> Problem description
Copy each of the following entries verbatim, leaving every line exactly as it stands.

> Exercise inputs
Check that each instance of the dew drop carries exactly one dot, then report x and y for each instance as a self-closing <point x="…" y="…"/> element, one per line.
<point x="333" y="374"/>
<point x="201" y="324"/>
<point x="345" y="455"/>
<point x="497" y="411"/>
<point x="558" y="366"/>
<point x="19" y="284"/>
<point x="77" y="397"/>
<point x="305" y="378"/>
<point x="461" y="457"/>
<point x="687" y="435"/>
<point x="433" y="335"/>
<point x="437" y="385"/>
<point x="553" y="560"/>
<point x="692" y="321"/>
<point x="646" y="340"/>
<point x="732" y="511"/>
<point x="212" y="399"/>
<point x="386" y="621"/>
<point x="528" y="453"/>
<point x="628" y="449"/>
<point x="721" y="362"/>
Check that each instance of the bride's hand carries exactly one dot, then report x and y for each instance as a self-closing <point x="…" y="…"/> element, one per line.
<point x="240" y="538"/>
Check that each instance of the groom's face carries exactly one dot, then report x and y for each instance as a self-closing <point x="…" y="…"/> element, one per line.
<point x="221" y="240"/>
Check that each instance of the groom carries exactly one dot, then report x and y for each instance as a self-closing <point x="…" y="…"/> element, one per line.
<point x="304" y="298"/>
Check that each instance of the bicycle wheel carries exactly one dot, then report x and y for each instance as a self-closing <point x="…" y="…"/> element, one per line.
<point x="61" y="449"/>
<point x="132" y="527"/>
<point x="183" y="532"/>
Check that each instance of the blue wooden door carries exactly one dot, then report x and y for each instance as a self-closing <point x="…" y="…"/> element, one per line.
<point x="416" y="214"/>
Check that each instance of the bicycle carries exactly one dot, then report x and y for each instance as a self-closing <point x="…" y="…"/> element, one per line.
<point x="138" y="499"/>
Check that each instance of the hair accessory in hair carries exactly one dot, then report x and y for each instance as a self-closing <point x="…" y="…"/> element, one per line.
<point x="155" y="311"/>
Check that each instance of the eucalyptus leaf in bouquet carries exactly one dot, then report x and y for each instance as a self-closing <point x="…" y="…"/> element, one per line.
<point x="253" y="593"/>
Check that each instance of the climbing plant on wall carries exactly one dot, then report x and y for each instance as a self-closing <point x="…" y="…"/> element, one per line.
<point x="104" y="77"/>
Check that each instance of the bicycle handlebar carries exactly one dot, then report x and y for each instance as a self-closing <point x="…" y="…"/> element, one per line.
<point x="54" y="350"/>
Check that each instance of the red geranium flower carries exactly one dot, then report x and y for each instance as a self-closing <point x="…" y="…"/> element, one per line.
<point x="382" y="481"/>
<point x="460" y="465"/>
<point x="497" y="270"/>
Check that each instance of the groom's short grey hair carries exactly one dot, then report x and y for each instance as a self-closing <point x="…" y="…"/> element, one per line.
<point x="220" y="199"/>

> Response to the task
Check that each instance of the dew drop carries exactly one dot, then report x and y for each instance as a self-closing <point x="…" y="…"/> element, one per line.
<point x="333" y="374"/>
<point x="201" y="324"/>
<point x="345" y="455"/>
<point x="497" y="411"/>
<point x="558" y="366"/>
<point x="19" y="284"/>
<point x="77" y="397"/>
<point x="305" y="378"/>
<point x="461" y="457"/>
<point x="687" y="435"/>
<point x="433" y="335"/>
<point x="437" y="385"/>
<point x="553" y="560"/>
<point x="692" y="321"/>
<point x="646" y="340"/>
<point x="732" y="511"/>
<point x="212" y="399"/>
<point x="386" y="621"/>
<point x="528" y="453"/>
<point x="628" y="449"/>
<point x="721" y="362"/>
Check that each instance of the bride's hand carries exactly one dot, then report x and y for each instance as a self-closing <point x="…" y="…"/> element, one per line.
<point x="240" y="538"/>
Check that each instance of the groom's face carries exactly one dot, then report x and y for each instance as a self-closing <point x="…" y="…"/> element, one per line.
<point x="221" y="240"/>
Check that each instance of the groom carries exactly one dot, then report x and y for each instance as a self-closing <point x="…" y="…"/> element, one per line.
<point x="304" y="298"/>
Check that each instance of the bicycle wheel carries exactly one dot, then report x and y for each instance as a self-closing <point x="…" y="…"/> element, one per line.
<point x="61" y="449"/>
<point x="132" y="527"/>
<point x="183" y="532"/>
Check that each instance of the blue wooden door carries exactly one dot, then report x and y for each instance as a self-closing <point x="…" y="…"/> element, one per line.
<point x="416" y="214"/>
Check that each instance of the bicycle carries exactly one dot, then report x and y for each instance as a self-closing <point x="…" y="…"/> element, one per line.
<point x="138" y="499"/>
Check that each instance of the hair accessory in hair carries exactly one dot, then report x and y for each instance as a self-closing <point x="…" y="…"/> element, one per line.
<point x="155" y="311"/>
Check that each instance of the eucalyptus leaf in bouquet carries exactly one dot, then report x and y for each instance as a self-closing <point x="…" y="…"/> element, one per line.
<point x="253" y="593"/>
Check that each instance of the climbing plant on wall carries exactly one dot, then report x and y for each instance as a self-closing <point x="…" y="…"/> element, one per line.
<point x="104" y="77"/>
Check that each instance of the bicycle handlebar carries exactly one dot, then report x and y for each instance as a self-closing <point x="…" y="…"/> element, one per line.
<point x="54" y="350"/>
Check that each instance of the red geranium flower carries exactly one dot, then report x and y for each instance as a self-closing <point x="…" y="…"/> element, one per line.
<point x="382" y="481"/>
<point x="460" y="465"/>
<point x="497" y="270"/>
Check that each instance of the groom's short grey hair carries exactly one dot, then report x and y for each instance as a self-closing <point x="…" y="…"/> element, one per line.
<point x="220" y="199"/>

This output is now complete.